What you will do:
A single number is wanted: how many lines of the data include the string "knob".

Material provided:
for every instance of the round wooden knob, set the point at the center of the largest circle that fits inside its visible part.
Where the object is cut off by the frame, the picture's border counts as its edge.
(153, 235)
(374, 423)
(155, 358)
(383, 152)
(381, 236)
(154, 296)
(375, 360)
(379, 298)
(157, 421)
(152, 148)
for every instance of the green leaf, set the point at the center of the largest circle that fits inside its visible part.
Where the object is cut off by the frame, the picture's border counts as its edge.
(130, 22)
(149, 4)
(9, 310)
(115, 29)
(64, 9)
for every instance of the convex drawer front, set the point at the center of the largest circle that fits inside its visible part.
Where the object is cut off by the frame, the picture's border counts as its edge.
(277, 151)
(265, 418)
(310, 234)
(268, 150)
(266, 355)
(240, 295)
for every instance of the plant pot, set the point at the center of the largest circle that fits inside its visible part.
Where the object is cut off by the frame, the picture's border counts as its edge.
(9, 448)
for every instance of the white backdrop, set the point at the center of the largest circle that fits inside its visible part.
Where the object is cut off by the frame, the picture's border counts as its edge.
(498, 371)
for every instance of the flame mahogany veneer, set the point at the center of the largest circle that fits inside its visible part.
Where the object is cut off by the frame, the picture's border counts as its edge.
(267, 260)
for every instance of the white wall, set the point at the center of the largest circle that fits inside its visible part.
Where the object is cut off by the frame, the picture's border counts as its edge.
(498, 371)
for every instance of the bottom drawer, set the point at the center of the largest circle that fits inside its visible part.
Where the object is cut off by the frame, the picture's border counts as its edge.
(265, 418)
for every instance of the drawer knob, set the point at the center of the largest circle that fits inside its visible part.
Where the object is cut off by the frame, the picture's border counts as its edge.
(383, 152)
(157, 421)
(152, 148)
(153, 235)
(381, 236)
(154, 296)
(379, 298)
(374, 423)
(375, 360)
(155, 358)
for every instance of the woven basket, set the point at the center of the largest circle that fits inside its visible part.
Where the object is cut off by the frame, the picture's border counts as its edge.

Answer to this task:
2